AIM: Reproduce exactly the line in which "Could you point out the white sock" occurs and all the lines after it, ending with the last line.

────────

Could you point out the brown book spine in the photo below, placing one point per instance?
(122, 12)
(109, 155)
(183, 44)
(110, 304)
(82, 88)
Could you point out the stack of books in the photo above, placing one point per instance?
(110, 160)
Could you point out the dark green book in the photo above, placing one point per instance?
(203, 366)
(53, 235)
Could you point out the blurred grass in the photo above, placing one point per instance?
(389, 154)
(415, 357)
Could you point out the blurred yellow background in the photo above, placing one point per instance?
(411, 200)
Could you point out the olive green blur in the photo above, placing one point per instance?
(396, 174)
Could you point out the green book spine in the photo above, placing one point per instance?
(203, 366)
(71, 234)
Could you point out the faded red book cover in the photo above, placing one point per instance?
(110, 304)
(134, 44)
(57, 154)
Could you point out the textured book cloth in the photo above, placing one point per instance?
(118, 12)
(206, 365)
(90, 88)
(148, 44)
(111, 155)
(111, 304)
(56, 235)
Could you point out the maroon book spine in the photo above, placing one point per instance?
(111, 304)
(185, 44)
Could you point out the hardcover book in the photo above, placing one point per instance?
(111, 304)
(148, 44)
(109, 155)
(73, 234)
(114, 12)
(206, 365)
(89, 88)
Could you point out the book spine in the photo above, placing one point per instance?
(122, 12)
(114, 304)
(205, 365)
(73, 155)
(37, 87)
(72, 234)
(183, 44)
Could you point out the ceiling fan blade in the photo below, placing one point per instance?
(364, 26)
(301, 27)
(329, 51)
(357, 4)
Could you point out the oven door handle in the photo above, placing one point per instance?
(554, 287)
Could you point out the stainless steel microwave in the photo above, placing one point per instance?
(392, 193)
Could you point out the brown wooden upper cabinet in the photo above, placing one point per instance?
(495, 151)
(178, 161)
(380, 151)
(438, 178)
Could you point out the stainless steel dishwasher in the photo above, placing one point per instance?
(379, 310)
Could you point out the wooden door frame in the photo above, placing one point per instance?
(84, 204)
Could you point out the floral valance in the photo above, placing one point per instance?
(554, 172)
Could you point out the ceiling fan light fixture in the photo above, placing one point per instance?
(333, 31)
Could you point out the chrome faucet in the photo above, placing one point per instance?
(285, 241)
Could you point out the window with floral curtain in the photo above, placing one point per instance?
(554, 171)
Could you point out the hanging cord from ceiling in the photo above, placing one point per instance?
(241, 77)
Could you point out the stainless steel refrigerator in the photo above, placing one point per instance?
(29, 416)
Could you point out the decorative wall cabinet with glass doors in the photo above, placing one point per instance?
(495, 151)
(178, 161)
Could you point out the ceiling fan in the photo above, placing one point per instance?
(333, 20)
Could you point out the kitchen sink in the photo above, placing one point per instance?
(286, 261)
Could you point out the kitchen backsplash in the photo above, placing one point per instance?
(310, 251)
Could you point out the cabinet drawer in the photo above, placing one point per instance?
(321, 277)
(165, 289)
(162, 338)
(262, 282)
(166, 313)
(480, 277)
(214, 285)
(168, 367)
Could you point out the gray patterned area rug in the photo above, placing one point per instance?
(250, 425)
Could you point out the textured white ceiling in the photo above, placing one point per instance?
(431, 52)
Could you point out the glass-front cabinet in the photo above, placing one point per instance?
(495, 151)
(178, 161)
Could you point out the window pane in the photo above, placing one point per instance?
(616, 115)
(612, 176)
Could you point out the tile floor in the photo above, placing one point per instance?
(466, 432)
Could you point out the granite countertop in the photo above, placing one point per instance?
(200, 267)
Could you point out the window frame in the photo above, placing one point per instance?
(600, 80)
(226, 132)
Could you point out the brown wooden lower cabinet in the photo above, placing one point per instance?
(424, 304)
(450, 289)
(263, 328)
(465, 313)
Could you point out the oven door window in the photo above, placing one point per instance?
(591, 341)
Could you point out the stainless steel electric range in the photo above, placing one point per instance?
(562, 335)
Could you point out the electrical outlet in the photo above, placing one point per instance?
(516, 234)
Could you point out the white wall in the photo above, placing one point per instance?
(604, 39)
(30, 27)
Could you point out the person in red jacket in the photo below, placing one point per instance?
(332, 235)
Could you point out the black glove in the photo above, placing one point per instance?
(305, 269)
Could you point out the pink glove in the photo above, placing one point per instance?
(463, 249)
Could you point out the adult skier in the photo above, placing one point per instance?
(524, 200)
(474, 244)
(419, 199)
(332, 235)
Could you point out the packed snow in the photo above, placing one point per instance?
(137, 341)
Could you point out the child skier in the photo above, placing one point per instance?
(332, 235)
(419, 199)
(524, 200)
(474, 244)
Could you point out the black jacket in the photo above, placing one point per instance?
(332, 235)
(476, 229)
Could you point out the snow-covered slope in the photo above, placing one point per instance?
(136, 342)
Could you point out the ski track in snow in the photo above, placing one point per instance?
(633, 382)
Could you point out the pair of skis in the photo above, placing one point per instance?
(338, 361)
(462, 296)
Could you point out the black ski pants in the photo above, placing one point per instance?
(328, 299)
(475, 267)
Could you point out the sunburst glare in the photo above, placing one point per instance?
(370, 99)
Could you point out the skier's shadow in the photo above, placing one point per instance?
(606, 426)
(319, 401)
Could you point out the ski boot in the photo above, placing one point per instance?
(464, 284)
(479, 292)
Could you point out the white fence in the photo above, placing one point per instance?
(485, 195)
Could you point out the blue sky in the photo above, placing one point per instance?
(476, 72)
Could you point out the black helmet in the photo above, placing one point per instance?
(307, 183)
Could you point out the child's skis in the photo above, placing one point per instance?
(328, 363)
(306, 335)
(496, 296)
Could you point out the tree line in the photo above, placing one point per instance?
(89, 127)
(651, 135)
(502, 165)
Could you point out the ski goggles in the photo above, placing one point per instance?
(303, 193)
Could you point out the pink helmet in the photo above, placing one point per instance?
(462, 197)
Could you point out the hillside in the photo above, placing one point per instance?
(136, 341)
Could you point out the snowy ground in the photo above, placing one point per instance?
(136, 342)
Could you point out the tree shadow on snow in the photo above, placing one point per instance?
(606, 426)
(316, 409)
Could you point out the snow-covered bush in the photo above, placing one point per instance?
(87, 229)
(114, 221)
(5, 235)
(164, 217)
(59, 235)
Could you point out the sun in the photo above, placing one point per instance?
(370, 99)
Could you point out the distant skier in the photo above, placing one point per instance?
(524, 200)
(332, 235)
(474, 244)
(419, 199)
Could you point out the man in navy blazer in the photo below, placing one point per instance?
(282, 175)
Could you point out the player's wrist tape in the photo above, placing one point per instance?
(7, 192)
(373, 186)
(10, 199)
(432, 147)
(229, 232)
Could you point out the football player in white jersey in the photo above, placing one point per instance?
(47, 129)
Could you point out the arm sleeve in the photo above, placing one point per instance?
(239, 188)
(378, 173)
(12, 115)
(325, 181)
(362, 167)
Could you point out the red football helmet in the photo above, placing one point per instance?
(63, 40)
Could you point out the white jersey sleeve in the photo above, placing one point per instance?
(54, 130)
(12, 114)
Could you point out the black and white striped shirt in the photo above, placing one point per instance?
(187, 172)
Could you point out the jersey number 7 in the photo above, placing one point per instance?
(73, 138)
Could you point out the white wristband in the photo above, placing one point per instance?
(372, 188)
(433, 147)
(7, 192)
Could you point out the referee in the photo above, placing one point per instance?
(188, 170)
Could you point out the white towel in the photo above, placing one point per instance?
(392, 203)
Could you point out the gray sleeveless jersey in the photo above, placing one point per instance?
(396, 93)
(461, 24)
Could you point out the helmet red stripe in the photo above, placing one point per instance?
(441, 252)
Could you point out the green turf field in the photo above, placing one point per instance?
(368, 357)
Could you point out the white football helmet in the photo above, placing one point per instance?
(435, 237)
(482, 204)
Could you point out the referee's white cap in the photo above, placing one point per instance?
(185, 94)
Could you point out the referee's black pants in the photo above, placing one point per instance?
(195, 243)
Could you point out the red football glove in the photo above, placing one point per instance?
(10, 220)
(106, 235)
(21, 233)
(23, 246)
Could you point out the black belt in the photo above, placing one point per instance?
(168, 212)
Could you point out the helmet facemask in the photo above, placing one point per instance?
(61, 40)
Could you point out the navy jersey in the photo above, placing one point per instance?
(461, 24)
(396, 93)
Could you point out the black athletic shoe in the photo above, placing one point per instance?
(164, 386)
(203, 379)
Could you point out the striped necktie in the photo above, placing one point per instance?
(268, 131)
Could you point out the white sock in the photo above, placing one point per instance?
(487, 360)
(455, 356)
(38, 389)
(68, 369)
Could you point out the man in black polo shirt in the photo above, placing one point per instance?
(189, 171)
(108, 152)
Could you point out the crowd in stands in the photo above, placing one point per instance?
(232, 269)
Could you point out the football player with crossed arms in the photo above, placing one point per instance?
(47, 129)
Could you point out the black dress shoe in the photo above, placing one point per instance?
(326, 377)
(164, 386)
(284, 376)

────────

TASK RESULT:
Could you point out the white sock in the photo above, placing one point per instance?
(487, 360)
(455, 356)
(38, 389)
(68, 369)
Could you point out the man in black polo shirt in the photo above, placing one point per instance?
(189, 171)
(108, 152)
Could you point out the crowd in stands in the photo above, placing one point per instance?
(232, 269)
Could you point out the football player with crossed arms in the photo above, placing one point per instance?
(47, 129)
Could you point out the black dress shoe in the photo above, placing one point per instance?
(326, 377)
(164, 386)
(284, 376)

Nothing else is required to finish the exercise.